*ACTIVITY*: Copy out every line in the entries below that includes "truck".

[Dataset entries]
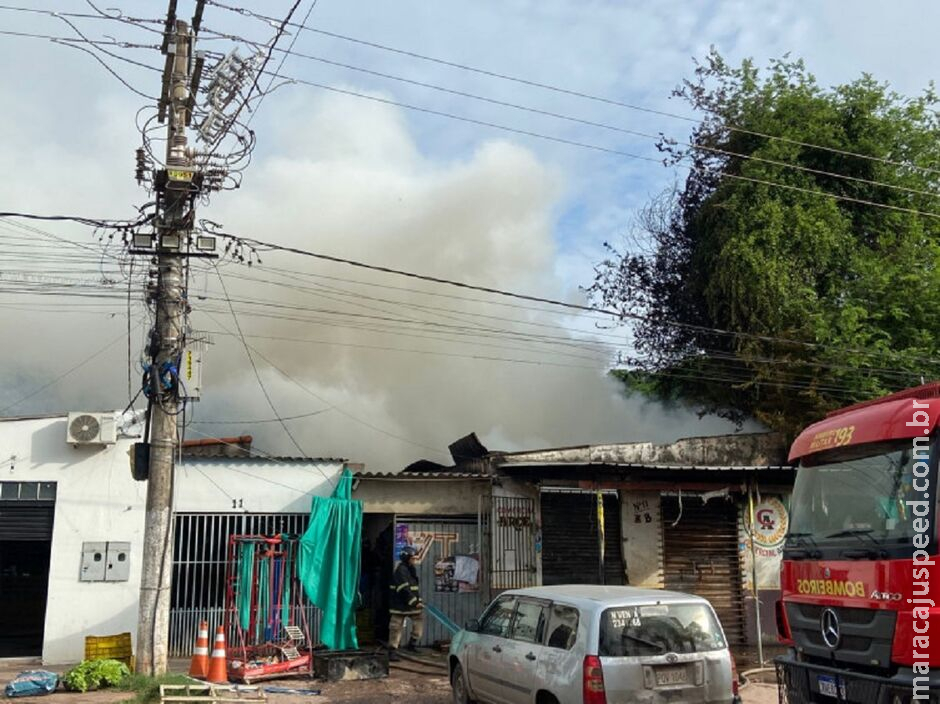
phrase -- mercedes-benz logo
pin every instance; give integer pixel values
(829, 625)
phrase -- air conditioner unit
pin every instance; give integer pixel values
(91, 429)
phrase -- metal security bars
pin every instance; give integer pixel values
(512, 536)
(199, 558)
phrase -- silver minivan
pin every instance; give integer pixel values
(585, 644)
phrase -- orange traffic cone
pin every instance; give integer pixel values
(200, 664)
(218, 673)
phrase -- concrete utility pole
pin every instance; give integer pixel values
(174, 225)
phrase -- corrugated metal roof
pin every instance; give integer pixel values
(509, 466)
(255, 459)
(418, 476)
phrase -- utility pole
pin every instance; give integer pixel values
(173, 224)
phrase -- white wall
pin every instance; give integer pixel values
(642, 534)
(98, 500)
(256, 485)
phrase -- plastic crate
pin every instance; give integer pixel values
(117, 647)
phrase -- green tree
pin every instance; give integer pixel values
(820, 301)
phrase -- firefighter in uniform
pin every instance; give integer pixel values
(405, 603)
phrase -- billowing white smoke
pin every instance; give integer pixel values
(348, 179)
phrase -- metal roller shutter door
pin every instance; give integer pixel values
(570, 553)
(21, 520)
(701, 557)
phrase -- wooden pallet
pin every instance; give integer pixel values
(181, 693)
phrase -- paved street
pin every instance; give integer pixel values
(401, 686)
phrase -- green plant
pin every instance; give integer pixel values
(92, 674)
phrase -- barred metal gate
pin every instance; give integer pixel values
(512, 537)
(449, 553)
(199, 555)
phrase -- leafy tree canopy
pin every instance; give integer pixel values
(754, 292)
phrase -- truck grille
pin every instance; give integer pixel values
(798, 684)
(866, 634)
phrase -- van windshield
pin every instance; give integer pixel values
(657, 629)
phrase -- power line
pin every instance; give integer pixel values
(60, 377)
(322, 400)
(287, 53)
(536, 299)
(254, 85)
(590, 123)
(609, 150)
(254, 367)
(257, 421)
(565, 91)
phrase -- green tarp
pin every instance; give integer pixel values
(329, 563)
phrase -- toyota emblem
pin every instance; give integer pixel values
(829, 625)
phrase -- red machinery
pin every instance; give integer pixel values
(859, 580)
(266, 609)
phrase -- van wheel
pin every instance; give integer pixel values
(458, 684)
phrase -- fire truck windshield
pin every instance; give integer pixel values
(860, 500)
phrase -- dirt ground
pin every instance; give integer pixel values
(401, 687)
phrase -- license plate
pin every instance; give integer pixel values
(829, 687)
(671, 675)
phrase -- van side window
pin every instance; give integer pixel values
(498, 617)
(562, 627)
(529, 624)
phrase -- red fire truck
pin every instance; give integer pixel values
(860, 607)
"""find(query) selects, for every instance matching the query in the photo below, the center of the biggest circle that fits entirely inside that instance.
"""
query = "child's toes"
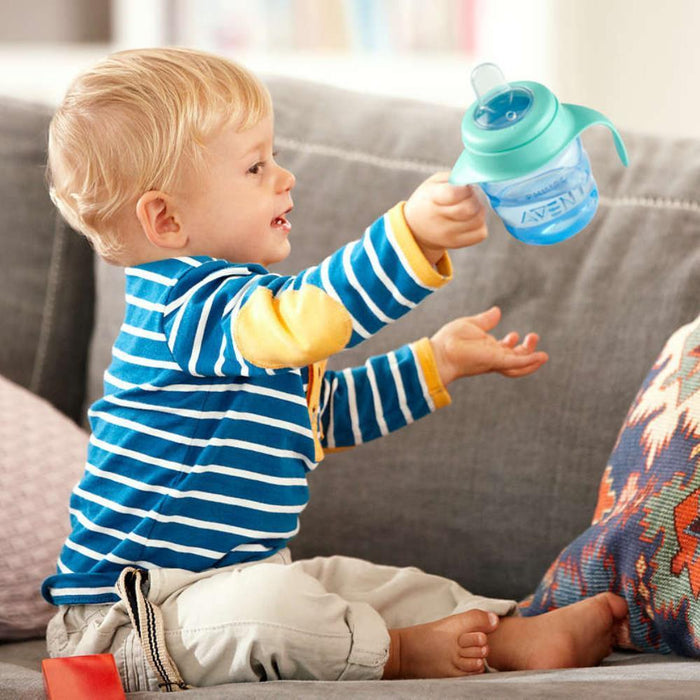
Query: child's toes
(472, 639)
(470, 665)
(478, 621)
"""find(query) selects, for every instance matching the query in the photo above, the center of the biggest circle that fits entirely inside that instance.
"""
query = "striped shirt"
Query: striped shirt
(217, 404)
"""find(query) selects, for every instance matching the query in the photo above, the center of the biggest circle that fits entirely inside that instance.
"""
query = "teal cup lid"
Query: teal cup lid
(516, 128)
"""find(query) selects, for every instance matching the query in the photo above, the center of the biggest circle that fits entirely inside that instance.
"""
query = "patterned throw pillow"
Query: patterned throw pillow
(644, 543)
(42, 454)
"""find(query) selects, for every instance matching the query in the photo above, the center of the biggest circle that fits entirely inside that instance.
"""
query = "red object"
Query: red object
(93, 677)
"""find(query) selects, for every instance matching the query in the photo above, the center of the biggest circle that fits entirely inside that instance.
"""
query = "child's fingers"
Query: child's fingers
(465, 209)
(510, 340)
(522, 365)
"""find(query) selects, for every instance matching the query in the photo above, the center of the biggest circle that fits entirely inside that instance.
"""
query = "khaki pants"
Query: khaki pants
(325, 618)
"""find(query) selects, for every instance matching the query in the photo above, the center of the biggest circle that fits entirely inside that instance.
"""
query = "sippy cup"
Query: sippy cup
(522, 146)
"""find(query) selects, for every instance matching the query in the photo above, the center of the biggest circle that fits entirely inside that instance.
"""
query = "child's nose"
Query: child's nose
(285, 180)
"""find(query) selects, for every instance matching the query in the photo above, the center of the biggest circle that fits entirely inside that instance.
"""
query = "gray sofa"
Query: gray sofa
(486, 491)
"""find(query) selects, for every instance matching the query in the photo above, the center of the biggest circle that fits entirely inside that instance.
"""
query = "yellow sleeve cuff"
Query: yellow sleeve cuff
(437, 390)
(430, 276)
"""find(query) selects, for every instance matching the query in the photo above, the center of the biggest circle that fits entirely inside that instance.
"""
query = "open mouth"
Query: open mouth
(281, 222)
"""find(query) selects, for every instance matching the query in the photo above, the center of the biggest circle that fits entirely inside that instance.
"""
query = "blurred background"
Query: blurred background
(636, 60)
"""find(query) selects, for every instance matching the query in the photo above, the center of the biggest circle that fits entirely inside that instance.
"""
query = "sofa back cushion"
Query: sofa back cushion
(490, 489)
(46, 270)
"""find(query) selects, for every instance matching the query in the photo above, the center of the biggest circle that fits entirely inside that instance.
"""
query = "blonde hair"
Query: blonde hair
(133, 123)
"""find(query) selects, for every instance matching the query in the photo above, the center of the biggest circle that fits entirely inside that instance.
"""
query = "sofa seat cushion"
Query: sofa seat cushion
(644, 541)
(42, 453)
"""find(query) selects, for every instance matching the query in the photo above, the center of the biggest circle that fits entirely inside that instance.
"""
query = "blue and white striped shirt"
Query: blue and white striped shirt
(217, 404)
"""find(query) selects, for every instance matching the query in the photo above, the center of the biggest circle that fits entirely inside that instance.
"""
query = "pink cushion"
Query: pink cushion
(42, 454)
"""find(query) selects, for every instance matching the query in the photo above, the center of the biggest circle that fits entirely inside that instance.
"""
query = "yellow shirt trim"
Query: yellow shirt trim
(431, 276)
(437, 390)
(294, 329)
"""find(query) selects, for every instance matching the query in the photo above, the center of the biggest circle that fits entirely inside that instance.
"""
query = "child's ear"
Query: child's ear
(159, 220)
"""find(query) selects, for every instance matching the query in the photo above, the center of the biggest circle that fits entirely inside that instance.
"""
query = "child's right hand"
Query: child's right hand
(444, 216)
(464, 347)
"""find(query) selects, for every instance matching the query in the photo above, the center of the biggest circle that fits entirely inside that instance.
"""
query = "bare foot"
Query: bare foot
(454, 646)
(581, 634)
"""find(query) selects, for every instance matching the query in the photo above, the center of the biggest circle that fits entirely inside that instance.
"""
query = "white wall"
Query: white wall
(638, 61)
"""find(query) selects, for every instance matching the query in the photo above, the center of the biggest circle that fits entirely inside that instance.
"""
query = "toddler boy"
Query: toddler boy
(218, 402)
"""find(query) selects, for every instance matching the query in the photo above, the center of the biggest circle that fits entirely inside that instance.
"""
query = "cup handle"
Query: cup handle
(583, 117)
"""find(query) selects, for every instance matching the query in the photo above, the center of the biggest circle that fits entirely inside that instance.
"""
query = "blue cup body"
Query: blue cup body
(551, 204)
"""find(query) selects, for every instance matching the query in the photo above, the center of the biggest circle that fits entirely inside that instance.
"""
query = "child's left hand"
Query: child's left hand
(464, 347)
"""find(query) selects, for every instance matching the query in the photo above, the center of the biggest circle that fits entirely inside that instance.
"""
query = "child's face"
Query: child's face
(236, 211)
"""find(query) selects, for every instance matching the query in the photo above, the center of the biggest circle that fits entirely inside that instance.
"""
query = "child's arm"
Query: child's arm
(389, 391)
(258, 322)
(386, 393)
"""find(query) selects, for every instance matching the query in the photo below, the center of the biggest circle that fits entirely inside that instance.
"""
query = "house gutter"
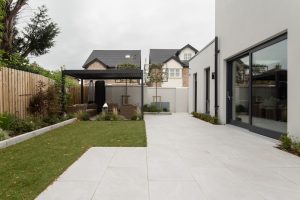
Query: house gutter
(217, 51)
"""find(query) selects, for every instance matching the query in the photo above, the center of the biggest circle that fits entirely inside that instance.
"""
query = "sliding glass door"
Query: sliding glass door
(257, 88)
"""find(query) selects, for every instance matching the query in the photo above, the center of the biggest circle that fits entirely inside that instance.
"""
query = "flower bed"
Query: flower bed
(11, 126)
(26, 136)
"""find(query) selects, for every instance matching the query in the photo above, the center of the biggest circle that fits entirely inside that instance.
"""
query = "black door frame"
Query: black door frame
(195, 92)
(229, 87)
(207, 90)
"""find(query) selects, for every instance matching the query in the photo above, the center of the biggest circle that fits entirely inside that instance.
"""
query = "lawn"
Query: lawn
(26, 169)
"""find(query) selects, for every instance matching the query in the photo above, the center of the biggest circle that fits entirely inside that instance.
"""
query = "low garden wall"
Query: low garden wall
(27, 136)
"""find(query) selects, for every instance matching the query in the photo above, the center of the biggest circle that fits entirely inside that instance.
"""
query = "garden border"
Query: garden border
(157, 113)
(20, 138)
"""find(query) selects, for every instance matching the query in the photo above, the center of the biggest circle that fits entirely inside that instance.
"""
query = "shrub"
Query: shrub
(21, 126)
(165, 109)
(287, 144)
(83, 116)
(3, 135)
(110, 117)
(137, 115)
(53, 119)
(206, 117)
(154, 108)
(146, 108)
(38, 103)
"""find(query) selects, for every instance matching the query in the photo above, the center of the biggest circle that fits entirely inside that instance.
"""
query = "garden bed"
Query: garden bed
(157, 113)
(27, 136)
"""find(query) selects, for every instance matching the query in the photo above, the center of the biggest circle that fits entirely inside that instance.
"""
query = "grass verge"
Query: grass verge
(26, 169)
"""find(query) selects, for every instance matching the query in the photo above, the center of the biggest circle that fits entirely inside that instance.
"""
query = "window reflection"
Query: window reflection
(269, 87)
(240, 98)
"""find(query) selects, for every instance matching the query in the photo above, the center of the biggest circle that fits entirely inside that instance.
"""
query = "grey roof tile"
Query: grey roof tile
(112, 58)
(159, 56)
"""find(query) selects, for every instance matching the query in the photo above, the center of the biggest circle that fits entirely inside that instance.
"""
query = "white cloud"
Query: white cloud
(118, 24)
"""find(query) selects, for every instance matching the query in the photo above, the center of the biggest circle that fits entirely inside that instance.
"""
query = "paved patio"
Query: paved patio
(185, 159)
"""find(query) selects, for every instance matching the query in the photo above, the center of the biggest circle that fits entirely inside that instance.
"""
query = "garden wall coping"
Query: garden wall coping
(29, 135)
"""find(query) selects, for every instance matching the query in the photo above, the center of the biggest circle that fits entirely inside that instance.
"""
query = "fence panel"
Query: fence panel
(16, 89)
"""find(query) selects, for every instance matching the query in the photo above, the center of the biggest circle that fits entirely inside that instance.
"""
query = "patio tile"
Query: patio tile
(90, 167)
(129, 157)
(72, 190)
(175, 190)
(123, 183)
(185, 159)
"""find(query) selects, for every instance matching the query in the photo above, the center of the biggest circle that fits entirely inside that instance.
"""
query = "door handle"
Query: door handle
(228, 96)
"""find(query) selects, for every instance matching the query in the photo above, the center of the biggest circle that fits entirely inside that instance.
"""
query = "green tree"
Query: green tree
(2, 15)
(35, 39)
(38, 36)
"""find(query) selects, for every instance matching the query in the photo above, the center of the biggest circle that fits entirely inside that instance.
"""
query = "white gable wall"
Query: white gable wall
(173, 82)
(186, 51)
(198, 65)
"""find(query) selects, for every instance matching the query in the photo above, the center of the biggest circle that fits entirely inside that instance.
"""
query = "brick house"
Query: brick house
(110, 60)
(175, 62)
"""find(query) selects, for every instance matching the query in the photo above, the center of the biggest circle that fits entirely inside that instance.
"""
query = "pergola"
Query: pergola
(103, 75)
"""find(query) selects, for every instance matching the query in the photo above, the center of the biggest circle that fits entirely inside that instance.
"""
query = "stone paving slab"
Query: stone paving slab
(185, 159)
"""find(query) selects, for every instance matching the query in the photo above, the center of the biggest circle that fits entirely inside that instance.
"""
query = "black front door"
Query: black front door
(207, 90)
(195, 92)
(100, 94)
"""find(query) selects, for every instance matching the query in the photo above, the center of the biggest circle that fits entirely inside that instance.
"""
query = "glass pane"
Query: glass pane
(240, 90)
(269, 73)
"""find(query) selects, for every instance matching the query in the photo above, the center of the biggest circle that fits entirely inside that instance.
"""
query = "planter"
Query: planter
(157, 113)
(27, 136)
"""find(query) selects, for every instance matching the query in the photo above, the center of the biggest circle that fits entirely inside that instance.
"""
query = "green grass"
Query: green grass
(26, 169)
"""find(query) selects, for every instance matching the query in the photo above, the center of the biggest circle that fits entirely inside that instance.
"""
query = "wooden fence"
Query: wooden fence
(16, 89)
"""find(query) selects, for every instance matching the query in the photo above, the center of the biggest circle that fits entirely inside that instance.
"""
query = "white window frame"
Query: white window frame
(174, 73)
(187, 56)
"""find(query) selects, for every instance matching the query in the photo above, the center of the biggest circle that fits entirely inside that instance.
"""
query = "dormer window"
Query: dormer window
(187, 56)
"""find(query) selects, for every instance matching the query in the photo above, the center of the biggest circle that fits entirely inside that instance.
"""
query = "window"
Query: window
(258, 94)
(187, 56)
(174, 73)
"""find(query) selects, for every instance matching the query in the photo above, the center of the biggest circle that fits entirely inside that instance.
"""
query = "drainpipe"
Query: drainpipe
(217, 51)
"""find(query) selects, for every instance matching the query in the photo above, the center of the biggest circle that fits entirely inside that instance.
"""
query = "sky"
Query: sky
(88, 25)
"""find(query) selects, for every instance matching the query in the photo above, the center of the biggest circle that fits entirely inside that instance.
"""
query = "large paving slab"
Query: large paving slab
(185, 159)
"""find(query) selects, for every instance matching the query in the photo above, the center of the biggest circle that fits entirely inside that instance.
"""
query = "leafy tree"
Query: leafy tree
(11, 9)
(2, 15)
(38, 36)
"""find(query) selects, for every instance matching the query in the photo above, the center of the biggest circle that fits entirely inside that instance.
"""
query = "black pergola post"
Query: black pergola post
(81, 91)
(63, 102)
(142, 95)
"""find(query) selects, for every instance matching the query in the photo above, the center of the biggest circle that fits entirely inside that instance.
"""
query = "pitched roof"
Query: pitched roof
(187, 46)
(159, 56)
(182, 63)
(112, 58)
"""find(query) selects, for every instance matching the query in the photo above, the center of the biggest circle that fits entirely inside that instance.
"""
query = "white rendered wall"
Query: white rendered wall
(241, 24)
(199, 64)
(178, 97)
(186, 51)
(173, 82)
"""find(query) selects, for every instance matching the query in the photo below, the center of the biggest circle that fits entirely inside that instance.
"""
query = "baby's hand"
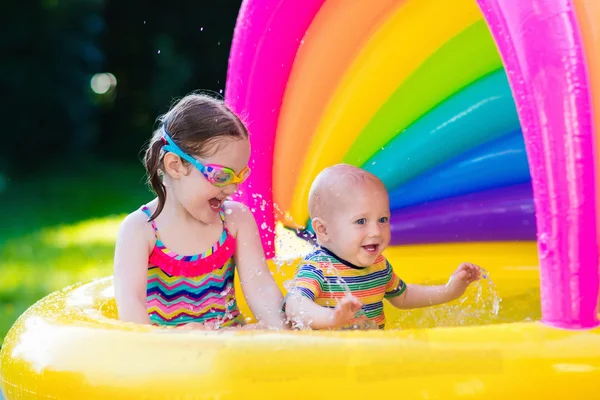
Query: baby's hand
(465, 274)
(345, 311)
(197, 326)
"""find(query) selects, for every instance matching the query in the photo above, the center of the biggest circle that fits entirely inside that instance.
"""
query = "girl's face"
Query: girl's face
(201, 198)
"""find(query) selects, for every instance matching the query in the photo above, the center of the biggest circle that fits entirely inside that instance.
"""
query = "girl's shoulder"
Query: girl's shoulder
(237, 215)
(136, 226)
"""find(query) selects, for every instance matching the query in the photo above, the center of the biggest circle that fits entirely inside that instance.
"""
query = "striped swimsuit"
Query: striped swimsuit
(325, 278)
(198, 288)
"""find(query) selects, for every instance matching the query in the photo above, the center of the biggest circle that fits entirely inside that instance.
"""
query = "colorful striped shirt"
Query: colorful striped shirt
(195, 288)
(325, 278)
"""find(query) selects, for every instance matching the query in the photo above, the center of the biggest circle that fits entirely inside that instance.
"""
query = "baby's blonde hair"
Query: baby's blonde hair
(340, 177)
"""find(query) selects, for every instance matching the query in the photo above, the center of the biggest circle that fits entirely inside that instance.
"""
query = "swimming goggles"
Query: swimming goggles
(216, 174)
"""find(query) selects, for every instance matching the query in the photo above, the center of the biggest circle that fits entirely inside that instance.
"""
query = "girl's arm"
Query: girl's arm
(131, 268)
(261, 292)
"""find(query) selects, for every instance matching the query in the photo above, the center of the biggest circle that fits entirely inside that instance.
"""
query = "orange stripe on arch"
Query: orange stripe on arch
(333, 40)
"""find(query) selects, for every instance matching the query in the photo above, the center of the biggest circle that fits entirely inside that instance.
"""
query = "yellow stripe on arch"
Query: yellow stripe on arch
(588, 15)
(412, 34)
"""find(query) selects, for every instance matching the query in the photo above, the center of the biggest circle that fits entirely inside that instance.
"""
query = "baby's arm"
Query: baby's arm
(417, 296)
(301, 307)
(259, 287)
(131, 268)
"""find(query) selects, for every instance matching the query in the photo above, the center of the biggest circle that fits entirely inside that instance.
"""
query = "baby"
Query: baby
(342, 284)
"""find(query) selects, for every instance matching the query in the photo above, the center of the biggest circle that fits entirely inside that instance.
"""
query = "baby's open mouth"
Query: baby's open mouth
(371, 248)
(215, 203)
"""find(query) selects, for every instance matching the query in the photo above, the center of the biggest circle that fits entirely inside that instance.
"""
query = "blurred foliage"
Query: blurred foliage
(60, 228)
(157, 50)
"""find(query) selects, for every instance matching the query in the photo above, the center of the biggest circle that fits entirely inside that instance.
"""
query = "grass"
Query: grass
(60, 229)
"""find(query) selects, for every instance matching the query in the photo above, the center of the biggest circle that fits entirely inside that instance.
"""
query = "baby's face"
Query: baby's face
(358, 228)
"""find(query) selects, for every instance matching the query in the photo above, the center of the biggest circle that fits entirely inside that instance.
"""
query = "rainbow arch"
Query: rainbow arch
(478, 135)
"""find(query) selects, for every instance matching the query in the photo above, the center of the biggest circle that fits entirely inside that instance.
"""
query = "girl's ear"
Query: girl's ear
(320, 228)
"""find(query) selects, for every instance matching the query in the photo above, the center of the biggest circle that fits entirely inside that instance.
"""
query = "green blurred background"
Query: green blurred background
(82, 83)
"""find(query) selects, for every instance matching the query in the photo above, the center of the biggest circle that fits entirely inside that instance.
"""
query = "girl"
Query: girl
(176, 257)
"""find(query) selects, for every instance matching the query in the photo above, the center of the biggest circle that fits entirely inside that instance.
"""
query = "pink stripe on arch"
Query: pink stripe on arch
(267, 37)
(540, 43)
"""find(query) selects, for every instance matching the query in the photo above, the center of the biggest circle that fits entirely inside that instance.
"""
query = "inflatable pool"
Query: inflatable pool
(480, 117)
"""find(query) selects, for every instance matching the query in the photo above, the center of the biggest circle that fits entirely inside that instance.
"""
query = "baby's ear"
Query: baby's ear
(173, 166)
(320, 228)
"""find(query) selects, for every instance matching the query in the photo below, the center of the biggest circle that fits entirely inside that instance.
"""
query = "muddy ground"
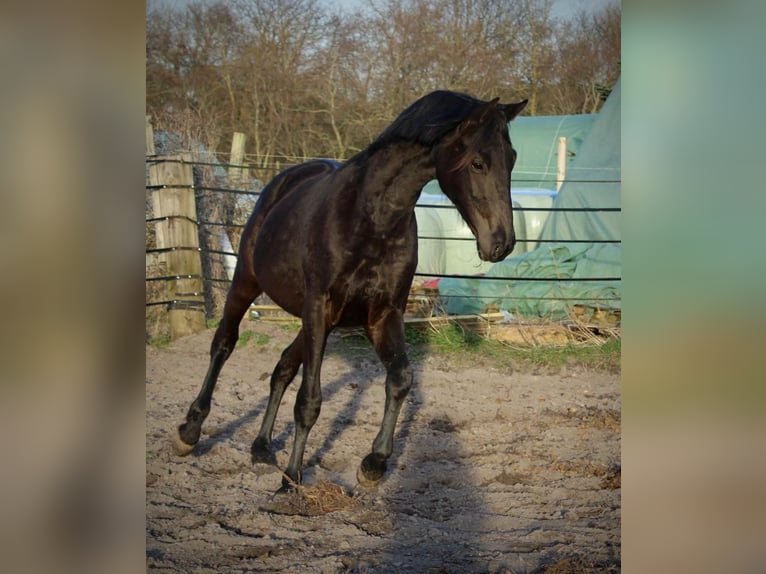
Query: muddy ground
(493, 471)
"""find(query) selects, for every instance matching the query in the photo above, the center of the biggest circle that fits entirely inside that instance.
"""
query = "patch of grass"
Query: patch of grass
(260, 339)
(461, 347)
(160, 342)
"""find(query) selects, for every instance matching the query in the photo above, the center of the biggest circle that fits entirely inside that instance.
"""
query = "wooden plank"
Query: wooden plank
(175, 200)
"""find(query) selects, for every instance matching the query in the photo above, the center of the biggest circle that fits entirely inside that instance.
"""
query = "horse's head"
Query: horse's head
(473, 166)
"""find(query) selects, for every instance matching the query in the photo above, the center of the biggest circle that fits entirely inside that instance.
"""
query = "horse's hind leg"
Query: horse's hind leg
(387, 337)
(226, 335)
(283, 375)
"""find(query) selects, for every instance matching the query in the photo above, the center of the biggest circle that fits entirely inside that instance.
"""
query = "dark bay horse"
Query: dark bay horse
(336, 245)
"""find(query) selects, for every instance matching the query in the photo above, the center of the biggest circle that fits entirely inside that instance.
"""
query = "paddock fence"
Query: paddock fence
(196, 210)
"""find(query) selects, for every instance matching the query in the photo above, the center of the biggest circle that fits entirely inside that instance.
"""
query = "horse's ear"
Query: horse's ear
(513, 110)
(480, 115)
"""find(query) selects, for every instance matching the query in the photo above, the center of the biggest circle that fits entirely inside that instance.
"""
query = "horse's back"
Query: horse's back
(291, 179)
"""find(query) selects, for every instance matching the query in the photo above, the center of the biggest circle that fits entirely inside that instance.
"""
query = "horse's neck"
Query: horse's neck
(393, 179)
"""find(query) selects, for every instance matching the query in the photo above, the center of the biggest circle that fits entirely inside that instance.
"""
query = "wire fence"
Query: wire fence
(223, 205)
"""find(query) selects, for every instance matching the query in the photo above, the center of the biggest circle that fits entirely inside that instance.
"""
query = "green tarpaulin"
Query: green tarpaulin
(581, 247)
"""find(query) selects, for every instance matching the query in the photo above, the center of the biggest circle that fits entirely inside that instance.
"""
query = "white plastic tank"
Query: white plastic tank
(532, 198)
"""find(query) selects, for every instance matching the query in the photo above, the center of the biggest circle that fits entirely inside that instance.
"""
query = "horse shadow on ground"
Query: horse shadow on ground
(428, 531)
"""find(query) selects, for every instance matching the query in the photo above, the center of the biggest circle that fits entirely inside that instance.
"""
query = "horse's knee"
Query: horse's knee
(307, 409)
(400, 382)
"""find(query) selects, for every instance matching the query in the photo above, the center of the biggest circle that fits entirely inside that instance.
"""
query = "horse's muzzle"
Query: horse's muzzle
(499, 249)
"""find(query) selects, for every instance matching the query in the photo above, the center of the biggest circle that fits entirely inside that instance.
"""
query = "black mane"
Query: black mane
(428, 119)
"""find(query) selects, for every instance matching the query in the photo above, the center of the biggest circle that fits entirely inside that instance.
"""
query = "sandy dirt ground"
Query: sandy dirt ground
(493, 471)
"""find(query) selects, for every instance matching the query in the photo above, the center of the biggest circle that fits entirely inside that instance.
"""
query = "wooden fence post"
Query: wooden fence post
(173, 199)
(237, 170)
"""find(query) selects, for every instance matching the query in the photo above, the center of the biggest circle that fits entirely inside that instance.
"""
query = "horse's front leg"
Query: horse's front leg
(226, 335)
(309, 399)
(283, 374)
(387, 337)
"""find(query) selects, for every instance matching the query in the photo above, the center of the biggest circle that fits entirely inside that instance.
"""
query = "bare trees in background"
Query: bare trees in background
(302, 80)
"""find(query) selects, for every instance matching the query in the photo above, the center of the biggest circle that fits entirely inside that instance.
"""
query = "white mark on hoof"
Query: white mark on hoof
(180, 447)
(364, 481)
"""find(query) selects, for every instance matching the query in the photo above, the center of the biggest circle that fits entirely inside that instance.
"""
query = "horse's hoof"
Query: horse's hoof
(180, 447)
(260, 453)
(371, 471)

*EXPECTED OUTPUT*:
phrase -- truck grille
phrase -- fire truck windshield
phrase -- red fire truck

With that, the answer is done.